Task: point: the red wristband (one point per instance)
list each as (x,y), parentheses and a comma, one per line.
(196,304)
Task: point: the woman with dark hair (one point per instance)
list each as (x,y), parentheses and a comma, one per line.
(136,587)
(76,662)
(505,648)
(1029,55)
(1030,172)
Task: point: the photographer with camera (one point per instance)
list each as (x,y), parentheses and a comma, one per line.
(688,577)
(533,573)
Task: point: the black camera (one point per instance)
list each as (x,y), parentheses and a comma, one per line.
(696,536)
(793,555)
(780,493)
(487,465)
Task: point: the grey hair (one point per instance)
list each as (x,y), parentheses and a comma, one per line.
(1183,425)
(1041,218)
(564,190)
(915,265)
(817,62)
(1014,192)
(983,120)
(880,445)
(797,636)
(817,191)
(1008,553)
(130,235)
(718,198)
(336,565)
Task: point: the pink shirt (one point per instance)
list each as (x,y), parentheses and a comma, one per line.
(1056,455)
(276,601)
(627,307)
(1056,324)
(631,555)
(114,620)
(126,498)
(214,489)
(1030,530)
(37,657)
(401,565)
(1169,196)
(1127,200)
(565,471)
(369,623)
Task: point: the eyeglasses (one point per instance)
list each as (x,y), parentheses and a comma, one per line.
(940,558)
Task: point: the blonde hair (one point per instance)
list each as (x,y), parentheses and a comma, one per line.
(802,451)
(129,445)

==

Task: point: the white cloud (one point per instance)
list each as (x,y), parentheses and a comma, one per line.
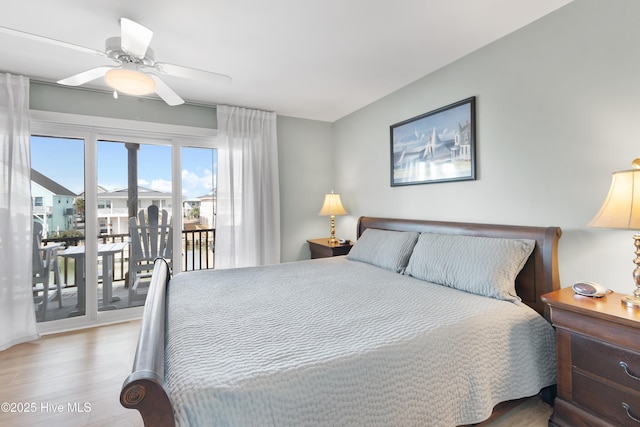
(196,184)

Description of the task:
Report how many lines in the entries above contain the word "camera", and give only that number.

Full answer:
2